(Data entries)
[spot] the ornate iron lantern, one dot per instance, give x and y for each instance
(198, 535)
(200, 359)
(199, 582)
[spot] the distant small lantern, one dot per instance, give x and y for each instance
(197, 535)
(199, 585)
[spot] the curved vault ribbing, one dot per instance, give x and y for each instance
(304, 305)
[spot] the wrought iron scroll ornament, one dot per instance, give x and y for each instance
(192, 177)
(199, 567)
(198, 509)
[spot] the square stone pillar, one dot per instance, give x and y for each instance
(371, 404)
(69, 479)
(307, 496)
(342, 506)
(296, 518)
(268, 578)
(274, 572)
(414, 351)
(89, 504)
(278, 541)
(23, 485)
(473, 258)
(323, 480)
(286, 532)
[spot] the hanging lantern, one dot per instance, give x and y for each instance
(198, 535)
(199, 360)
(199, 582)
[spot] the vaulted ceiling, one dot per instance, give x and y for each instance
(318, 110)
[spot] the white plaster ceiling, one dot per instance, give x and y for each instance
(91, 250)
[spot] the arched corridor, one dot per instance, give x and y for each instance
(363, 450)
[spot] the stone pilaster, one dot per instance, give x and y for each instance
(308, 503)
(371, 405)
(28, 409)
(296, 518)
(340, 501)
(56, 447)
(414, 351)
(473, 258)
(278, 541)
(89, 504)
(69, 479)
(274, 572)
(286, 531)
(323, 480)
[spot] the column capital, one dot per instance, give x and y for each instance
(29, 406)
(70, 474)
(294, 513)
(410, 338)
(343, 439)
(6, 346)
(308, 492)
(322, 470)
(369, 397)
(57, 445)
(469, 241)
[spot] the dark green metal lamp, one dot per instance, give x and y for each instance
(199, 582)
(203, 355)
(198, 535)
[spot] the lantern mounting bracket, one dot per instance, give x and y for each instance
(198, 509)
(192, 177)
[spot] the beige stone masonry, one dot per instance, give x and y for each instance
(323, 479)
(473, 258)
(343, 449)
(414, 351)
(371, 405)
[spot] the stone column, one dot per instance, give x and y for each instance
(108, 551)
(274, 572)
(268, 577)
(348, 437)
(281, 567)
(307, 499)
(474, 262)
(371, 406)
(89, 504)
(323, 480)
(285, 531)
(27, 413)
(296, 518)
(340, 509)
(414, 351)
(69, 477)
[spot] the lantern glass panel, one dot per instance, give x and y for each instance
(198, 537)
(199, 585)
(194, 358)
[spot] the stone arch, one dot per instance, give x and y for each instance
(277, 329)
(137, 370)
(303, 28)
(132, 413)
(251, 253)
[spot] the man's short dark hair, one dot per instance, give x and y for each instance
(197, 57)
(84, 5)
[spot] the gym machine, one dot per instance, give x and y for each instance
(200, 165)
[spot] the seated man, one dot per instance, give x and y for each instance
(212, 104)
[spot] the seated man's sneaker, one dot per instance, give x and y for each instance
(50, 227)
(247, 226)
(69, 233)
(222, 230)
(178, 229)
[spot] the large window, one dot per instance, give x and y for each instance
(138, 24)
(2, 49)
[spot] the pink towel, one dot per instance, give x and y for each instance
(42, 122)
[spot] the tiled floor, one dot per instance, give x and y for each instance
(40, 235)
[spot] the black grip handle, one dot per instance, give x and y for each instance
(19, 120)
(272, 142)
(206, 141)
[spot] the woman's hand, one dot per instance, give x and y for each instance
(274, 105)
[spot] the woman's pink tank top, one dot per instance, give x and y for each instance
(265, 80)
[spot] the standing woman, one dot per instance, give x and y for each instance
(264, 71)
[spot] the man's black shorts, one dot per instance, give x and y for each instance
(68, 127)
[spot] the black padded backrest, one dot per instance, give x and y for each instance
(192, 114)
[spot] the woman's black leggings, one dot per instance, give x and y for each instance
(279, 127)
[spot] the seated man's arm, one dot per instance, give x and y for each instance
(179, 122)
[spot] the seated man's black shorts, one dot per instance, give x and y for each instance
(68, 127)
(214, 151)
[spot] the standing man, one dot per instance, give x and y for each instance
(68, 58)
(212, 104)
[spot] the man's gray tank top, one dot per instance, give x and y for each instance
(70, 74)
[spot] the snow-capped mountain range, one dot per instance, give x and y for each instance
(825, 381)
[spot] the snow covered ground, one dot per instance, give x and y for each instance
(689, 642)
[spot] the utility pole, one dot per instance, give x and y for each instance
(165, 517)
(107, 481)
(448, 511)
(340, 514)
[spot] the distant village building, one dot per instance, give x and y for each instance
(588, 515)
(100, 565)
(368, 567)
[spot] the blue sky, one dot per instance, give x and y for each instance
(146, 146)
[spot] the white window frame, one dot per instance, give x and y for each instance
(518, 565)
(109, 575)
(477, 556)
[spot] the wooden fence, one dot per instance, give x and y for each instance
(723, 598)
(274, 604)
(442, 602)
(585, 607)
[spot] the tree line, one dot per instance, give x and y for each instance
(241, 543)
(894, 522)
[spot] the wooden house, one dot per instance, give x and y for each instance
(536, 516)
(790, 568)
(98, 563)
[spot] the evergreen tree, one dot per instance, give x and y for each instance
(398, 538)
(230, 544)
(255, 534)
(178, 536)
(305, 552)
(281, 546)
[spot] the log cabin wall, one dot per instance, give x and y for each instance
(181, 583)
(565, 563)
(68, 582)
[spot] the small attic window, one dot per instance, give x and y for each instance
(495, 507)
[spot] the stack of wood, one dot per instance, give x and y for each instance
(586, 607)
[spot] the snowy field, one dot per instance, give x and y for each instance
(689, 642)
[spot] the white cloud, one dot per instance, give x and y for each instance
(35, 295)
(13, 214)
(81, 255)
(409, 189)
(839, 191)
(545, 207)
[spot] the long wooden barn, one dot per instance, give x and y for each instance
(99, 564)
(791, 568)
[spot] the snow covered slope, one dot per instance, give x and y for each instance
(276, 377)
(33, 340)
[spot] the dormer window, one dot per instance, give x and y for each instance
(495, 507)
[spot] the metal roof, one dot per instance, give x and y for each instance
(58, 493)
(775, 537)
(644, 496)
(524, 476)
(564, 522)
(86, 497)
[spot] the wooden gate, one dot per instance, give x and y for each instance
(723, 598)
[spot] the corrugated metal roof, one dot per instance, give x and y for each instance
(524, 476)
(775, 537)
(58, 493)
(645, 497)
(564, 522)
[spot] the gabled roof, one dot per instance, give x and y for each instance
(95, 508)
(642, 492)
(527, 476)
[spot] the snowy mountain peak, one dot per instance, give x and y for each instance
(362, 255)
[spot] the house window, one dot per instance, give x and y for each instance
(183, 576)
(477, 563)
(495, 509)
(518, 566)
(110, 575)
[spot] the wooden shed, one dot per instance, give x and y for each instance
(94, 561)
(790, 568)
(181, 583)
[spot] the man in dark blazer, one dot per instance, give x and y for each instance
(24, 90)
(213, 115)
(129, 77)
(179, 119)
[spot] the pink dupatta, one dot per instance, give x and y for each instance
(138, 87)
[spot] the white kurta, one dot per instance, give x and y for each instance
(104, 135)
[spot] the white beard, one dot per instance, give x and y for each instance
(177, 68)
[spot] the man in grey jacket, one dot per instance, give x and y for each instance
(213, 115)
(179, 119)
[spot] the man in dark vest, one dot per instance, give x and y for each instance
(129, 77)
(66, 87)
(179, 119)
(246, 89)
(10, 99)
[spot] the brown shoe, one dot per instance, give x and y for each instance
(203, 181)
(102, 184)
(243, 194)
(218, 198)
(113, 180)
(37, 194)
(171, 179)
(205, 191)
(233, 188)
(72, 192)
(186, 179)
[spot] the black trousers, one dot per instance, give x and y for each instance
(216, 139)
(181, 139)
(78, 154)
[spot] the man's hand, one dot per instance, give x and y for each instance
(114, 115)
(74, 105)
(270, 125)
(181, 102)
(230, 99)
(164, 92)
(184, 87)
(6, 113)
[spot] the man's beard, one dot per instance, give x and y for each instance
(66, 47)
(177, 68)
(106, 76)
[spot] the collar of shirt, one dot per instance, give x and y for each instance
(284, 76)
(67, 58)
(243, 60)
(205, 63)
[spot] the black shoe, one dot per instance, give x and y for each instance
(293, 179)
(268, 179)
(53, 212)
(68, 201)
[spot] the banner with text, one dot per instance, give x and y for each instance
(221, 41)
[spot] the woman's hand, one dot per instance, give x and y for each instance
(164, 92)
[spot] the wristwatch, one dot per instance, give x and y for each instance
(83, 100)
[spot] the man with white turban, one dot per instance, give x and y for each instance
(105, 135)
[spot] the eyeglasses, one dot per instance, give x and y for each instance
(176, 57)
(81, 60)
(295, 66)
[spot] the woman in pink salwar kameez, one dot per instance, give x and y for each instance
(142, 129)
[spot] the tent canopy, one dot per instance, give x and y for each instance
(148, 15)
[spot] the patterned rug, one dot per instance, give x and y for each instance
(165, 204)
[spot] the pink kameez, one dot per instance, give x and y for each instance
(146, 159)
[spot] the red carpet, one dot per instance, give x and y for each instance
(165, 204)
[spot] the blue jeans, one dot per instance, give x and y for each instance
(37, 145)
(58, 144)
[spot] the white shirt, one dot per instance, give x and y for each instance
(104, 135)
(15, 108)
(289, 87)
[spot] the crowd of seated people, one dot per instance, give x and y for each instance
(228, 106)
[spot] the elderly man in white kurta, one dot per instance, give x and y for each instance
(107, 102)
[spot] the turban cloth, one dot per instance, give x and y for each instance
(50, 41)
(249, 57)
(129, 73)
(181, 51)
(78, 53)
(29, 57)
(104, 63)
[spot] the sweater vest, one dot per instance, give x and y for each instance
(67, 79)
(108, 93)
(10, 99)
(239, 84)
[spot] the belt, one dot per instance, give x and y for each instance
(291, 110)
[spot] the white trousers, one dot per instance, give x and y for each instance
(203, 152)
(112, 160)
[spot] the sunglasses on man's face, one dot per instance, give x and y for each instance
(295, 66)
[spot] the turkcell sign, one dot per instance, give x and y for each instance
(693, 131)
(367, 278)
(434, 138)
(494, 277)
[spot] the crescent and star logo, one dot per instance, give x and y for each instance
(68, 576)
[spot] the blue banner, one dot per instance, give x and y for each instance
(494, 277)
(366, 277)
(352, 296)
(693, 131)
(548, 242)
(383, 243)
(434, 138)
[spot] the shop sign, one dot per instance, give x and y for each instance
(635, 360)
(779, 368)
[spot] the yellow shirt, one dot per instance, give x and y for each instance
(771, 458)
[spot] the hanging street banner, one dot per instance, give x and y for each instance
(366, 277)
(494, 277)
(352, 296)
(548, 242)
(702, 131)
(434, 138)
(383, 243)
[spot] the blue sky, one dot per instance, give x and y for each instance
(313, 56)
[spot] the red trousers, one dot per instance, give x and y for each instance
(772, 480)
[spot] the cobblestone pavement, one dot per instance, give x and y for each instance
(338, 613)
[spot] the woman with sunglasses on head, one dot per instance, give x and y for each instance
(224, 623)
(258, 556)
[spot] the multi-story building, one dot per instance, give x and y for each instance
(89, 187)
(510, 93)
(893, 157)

Brief:
Give back, exactly as written, the lines from the one with "[spot] the sweater" to the last line.

Expected answer:
[spot] the sweater vest, one dot per instance, give x and y for each instance
(67, 79)
(108, 93)
(10, 99)
(239, 84)
[spot] the belt, one dot per instance, give x and y for each instance
(291, 110)
[spot] the white trousers, one dot per instance, give x and y for each instance
(203, 152)
(112, 160)
[spot] the sunglasses on man's face, one dot per instance, give x and y for each instance
(295, 66)
[spot] the turkcell sign, one dot per instance, give x and y for each instance
(693, 131)
(367, 278)
(434, 138)
(494, 277)
[spot] the crescent and star logo, one dot per instance, give x and y for each instance
(68, 576)
[spot] the blue banner, one dot per instance, give x and y for each instance
(494, 277)
(366, 277)
(352, 296)
(693, 131)
(548, 242)
(383, 243)
(434, 138)
[spot] the shop sign, one dot per instance, give x and y for each instance
(635, 360)
(779, 368)
[spot] the yellow shirt, one dot per instance, give x and y for each instance
(771, 458)
[spot] the hanging street banner, one dot per instance, give x and y for each instance
(366, 277)
(494, 277)
(352, 296)
(548, 242)
(702, 131)
(434, 138)
(383, 243)
[spot] the blue sky, one dot per instance, give x and y for each instance
(313, 56)
[spot] the red trousers, one dot per instance, give x and y for each instance
(772, 480)
[spot] the cobblestone pavement, one dot per instance, give x and y for each instance
(338, 613)
[spot] the woman with sunglasses on head, one dot per instance, give x and y for each instance
(224, 623)
(258, 556)
[spot] the multi-story building, one dot per instance, give x and y for each instance
(89, 187)
(510, 93)
(893, 157)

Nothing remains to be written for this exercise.